Stated exercise:
Reproduce the records word for word, starting with their first line and ending with the line that contains "point(570, 148)", both included.

Supplied data:
+++++
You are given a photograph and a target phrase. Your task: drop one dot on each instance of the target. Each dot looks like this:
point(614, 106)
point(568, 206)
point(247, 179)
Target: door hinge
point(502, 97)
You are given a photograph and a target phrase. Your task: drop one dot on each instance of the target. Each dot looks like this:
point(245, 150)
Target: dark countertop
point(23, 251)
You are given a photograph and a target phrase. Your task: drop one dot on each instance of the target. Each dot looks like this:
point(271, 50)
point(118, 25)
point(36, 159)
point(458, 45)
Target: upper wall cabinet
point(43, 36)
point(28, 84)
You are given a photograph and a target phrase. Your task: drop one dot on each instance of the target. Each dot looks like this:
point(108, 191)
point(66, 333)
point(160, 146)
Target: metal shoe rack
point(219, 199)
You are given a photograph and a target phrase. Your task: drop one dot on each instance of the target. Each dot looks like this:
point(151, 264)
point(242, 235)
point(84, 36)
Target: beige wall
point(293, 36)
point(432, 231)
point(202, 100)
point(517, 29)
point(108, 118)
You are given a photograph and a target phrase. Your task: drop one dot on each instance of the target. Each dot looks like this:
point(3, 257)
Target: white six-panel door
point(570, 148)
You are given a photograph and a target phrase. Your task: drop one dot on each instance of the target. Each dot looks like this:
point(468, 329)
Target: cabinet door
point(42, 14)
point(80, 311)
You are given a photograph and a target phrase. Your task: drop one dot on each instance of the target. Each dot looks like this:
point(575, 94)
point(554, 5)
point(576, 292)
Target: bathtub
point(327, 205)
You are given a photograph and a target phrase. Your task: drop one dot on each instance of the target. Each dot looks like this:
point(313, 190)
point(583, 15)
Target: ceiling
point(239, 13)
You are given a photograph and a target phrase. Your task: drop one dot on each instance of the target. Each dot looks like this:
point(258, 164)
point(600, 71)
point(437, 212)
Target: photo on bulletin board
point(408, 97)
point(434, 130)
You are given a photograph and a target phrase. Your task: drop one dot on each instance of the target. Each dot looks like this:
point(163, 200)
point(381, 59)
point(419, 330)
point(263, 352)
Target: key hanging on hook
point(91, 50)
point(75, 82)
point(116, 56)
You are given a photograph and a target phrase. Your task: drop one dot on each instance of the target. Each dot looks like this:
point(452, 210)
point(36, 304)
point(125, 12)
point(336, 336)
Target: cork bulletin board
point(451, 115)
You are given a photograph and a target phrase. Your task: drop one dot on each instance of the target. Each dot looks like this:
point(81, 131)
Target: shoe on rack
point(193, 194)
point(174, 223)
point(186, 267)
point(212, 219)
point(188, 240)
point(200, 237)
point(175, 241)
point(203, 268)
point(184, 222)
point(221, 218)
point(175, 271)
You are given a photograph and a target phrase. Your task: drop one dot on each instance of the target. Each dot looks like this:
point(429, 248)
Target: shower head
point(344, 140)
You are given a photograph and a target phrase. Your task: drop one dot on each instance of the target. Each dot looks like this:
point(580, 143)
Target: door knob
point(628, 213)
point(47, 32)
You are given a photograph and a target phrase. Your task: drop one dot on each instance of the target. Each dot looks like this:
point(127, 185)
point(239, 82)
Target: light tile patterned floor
+++++
The result:
You are given a photograph and a target phrase. Your task: drop one dot on each instance of the target. Each dot looks like this:
point(614, 106)
point(568, 206)
point(247, 179)
Target: door hinge
point(502, 97)
You are given a photograph and a target phrase. Your task: drop one dot on each instance of the target. Each dot looks like this:
point(245, 150)
Target: dark countertop
point(23, 251)
You are given a photograph and a target phrase. Your task: drop one dot on each instance of the target. Each dot looks like this:
point(271, 50)
point(118, 25)
point(36, 159)
point(458, 45)
Target: upper wall cabinet
point(43, 36)
point(28, 84)
You are given a photograph and a target phrase. Your task: drop one dot on each instance of the target. Each dot looks like this:
point(108, 191)
point(66, 333)
point(160, 146)
Target: metal shoe rack
point(219, 199)
You are given a photograph and a target phrase. Your task: drop one dot on each instance of the target. Each dot looks like this:
point(151, 264)
point(242, 235)
point(84, 36)
Target: beige wall
point(293, 36)
point(432, 231)
point(202, 100)
point(517, 29)
point(108, 118)
You are given a photograph and a target phrase. Your task: drop one dot on each instance of the target. Each dot looks like this:
point(3, 257)
Target: white six-panel door
point(570, 148)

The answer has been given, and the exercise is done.